Belonging and inclusion in Uganda

22 December 2016
Dr. Femke Bannink Dr. Femke Bannink

Femke Bannink – Mbazzi's research on ‘Social Inclusion, Care and Belonging of Children with Spina Bifida: Perspectives from Uganda’ states among other things: At the family level, she argues for an extended family centered approach in interventions, in which parent support groups become family support groups and include grandparents, siblings and house-helps and focus on more involvement of fathers.  Her conclusions show the way to improve lifelong care for our target group in Africa. Child-Help co-financed her research. Congratulations Dr. Femke!

- [DATA]
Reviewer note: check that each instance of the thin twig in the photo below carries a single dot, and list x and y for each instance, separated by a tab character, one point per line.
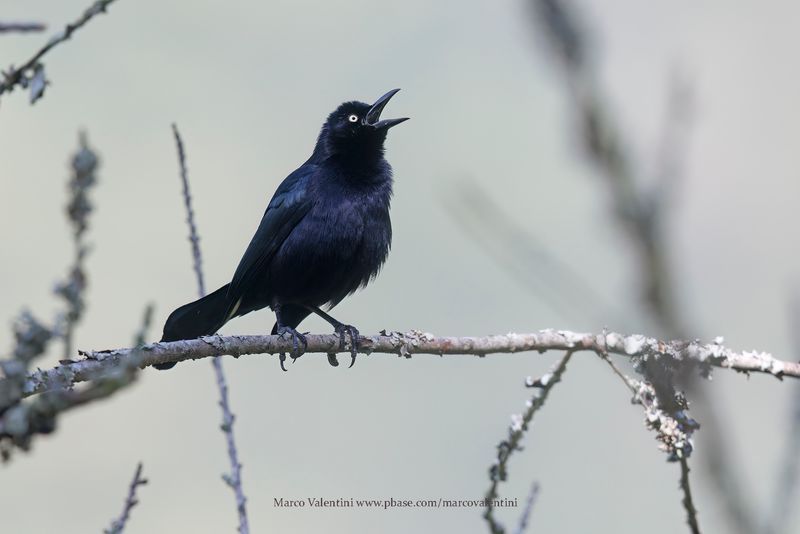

- [WHAT THIS TASK INVOLVES] In the item on belonging and inclusion in Uganda, list the people the research says family support groups should include when parent support groups become family support groups.

- [RESULT OF THIS EXERCISE] Grandparents, siblings, house-helps